Add support for variables in outputs and default provider #6602

blakerouse · 2025-01-24T20:26:04Z

What does this PR do?

Adds support for context variables (ONLY) in outputs. Adds support for a default provide prefix to be defined for variables (default is env). This provides support for the original ${ES_PASSWORD} when used in outputs to still work as it will automatically map that to ${env.ES_PASSWORD} and it will get resolved for the context variables the same as it was being done by go-ucfg.

This includes an improvement to how variables are observed in the composable controller and how it is used by the coordinator. Now when a set of observable's are passed to the composable controller it will return the current set of variables after the debounce time, this ensures that before the variables are substituted that it is using the latest set of variables. Without this change running would always show an error at first with ${env.ES_PASSWORD} is an unknown variable and then less than a few milliseconds it would find it. This change removes that behavior and is able to find the variable on initial render.

Why is it important?

▸ ITEMS
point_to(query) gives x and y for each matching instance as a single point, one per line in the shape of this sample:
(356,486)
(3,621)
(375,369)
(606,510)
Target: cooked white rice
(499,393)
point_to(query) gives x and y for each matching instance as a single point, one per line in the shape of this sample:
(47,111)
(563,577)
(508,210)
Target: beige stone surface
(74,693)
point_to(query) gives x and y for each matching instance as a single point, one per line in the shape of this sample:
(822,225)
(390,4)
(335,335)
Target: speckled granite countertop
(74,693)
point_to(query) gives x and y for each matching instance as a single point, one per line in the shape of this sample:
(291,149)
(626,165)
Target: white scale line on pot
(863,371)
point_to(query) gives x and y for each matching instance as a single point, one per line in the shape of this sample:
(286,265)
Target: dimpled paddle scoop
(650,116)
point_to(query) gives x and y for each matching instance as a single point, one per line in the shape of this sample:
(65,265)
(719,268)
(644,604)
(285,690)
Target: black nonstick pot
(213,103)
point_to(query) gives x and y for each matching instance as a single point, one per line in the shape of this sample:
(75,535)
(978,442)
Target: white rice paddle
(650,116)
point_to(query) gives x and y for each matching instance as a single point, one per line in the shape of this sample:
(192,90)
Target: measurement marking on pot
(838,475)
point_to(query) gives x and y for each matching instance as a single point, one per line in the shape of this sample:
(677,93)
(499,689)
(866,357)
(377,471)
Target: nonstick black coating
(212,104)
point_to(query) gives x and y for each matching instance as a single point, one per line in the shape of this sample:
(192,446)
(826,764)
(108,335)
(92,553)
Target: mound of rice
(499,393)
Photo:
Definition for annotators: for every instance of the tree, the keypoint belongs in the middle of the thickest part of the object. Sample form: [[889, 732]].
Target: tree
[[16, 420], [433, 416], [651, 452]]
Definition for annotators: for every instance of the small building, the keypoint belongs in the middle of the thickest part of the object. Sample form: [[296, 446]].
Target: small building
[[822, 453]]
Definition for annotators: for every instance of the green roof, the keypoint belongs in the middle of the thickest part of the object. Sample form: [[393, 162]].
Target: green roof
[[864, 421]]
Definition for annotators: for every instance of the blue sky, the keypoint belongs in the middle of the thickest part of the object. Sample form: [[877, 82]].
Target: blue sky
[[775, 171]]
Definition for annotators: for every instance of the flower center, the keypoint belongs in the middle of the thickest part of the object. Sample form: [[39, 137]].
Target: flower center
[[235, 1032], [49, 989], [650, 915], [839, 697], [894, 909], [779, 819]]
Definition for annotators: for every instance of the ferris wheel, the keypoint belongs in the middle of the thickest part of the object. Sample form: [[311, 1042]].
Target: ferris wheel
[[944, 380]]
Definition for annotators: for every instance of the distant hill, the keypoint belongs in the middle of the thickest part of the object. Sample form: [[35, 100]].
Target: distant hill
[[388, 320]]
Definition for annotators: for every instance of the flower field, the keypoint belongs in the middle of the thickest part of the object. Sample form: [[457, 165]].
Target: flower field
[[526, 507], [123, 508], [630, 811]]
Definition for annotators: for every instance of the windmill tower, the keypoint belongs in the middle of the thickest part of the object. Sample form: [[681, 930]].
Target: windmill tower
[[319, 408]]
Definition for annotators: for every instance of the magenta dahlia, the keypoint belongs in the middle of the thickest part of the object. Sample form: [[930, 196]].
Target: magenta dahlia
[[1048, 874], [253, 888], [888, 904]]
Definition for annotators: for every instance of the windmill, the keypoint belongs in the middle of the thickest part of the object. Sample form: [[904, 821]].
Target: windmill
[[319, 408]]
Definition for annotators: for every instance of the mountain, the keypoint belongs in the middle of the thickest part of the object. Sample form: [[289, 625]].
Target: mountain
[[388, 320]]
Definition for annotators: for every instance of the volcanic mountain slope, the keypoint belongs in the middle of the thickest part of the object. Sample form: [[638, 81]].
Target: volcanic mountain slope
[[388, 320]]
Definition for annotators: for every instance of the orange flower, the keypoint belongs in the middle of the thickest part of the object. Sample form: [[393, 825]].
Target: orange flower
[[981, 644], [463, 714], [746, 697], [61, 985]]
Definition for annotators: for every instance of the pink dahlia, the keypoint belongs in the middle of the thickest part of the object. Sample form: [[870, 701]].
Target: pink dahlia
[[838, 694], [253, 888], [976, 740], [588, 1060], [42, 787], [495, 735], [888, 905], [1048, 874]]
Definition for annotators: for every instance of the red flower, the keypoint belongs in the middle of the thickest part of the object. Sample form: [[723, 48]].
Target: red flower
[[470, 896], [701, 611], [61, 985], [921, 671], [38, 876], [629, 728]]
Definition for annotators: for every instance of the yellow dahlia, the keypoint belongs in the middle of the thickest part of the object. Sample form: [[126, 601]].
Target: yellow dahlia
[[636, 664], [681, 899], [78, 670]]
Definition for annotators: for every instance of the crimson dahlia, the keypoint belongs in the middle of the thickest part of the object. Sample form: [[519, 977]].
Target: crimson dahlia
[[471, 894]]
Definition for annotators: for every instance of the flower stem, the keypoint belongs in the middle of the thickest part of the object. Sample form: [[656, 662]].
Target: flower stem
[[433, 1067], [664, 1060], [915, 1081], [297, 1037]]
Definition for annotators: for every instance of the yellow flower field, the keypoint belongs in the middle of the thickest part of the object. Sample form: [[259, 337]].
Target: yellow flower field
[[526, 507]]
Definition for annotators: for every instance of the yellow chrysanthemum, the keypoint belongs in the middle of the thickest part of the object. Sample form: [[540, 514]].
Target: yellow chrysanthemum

▸ EXERCISE TASK 1
Rewrite the stretch of the pull request description from "blakerouse · 2025-01-24T20:26:04Z" through "done by go-ucfg.", replacing "variables" with "placeholders".
▸ EXERCISE TASK 2
Copy out, unchanged, the stretch of the listing from the line containing "Definition for annotators: for every instance of the ferris" through the line containing "[[981, 644], [463, 714], [746, 697], [61, 985]]", including both of those lines.

▸ WORKED ANSWER 1
blakerouse · 2025-01-24T20:26:04Z

What does this PR do?

Adds support for context placeholders (ONLY) in outputs. Adds support for a default provide prefix to be defined for placeholders (default is env). This provides support for the original ${ES_PASSWORD} when used in outputs to still work as it will automatically map that to ${env.ES_PASSWORD} and it will get resolved for the context placeholders the same as it was being done by go-ucfg.

▸ WORKED ANSWER 2
Definition for annotators: for every instance of the ferris wheel, the keypoint belongs in the middle of the thickest part of the object. Sample form: [[311, 1042]].
Target: ferris wheel
[[944, 380]]
Definition for annotators: for every instance of the distant hill, the keypoint belongs in the middle of the thickest part of the object. Sample form: [[35, 100]].
Target: distant hill
[[388, 320]]
Definition for annotators: for every instance of the flower field, the keypoint belongs in the middle of the thickest part of the object. Sample form: [[457, 165]].
Target: flower field
[[526, 507], [123, 508], [630, 811]]
Definition for annotators: for every instance of the windmill tower, the keypoint belongs in the middle of the thickest part of the object. Sample form: [[681, 930]].
Target: windmill tower
[[319, 408]]
Definition for annotators: for every instance of the magenta dahlia, the keypoint belongs in the middle of the thickest part of the object. Sample form: [[930, 196]].
Target: magenta dahlia
[[1048, 874], [253, 888], [888, 904]]
Definition for annotators: for every instance of the windmill, the keypoint belongs in the middle of the thickest part of the object. Sample form: [[904, 821]].
Target: windmill
[[319, 408]]
Definition for annotators: for every instance of the mountain, the keypoint belongs in the middle of the thickest part of the object. Sample form: [[289, 625]].
Target: mountain
[[388, 320]]
Definition for annotators: for every instance of the volcanic mountain slope, the keypoint belongs in the middle of the thickest part of the object. Sample form: [[638, 81]].
Target: volcanic mountain slope
[[388, 320]]
Definition for annotators: for every instance of the orange flower, the keypoint belongs in the middle of the thickest part of the object. Sample form: [[393, 825]].
Target: orange flower
[[981, 644], [463, 714], [746, 697], [61, 985]]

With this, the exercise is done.